■ **INFORMATION PROVIDED**:

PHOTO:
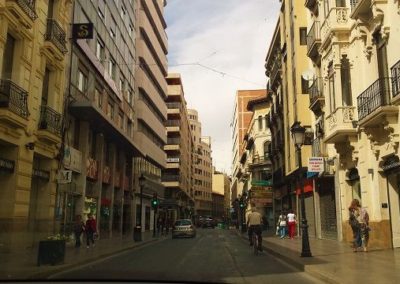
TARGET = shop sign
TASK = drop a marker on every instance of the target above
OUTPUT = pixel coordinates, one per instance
(45, 175)
(316, 164)
(391, 163)
(261, 182)
(7, 165)
(106, 175)
(72, 159)
(64, 177)
(91, 168)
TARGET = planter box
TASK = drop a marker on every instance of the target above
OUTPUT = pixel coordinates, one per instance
(51, 252)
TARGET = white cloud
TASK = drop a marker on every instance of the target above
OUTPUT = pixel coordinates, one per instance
(231, 36)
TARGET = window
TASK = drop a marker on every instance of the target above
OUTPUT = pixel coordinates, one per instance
(82, 81)
(101, 9)
(45, 86)
(8, 59)
(130, 96)
(303, 36)
(100, 49)
(331, 77)
(346, 81)
(112, 68)
(98, 97)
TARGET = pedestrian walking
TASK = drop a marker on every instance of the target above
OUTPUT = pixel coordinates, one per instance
(291, 223)
(282, 223)
(359, 222)
(79, 228)
(91, 229)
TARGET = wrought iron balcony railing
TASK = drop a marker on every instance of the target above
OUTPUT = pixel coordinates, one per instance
(14, 98)
(50, 120)
(173, 141)
(56, 35)
(316, 91)
(28, 6)
(375, 96)
(313, 37)
(396, 79)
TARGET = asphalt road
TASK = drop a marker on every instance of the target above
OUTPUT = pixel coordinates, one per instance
(213, 256)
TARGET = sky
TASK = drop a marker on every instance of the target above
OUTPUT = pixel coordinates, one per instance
(219, 47)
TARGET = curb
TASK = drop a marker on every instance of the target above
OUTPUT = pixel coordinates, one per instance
(46, 274)
(309, 269)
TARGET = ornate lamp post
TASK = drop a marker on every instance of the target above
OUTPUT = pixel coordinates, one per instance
(298, 134)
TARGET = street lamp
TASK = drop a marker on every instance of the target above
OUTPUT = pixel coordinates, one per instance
(298, 135)
(137, 233)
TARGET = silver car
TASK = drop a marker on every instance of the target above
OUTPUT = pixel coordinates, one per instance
(183, 228)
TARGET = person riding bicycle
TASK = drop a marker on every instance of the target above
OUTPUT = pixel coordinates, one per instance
(254, 221)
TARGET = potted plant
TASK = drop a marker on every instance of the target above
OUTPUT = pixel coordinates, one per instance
(52, 250)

■ **WHAT TO PRODUCE**: Reproduce all the entries that precede this task, word for word, minus any pictures.

■ **EXERCISE OUTPUT**:
PHOTO:
TARGET = shop sign
TASK = drop a marker on every instance of the target above
OUTPUT = pixel coordinates, one per instance
(45, 175)
(316, 164)
(391, 163)
(261, 182)
(7, 165)
(106, 175)
(72, 159)
(64, 177)
(91, 168)
TARGET = planter box
TASK = drop a marker on every instance of the target above
OUTPUT = pixel coordinates, one per instance
(51, 252)
TARGET = white cloud
TASK = drop a marker on every instance of the target above
OUTPUT = pixel coordinates, one per instance
(231, 36)
TARGET = window
TASK = drop a marker on every instance of the target above
OUTPUT = pixel coordinates, one per instance
(82, 81)
(101, 9)
(45, 86)
(8, 59)
(130, 96)
(303, 36)
(100, 49)
(331, 77)
(346, 81)
(112, 68)
(98, 97)
TARGET = pedestrian walking
TASK = drop a marker on every instance of the target above
OUTPUT = pixel coordinates, one per instance
(291, 223)
(282, 223)
(359, 222)
(79, 228)
(91, 229)
TARGET = wrought iron balcony railing
TASK = drop a marker on every instance of the target above
OUTPUT = pixel coordinates, one per instance
(14, 98)
(50, 120)
(173, 141)
(56, 35)
(316, 91)
(28, 6)
(375, 96)
(313, 37)
(396, 79)
TARGET = asphalt road
TASK = drop a marker on every instance of the target above
OUTPUT = pixel coordinates, one per instance
(213, 256)
TARGET = sky
TASK = drop a marker on every instance of the target above
OUTPUT = pixel coordinates, one per instance
(219, 47)
TARGET = curb
TASK = drop a marker on every instance of the target above
OUTPUT = pixel coordinates, one per instance
(46, 274)
(309, 269)
TARGET = ornate lamp post
TASK = drop a marker on every instance of the target above
OUTPUT = pixel coordinates, one per instance
(298, 134)
TARGET = street lamp
TASK = drop a marker on every instance of the target above
OUTPUT = pixel coordinates, one per instance
(298, 135)
(137, 233)
TARGET = silver car
TASK = drop a marker on every instance of the target above
OUTPUT = pixel coordinates, one per instance
(183, 228)
TARGET = person riding bicycle
TASK = drop a marker on every instance of the target above
OUTPUT = pixel coordinates, one per instance
(254, 221)
TARGET = potted plant
TASK = drop a marker on every instance of the target above
OUTPUT = pixel coordinates, one per instance
(52, 250)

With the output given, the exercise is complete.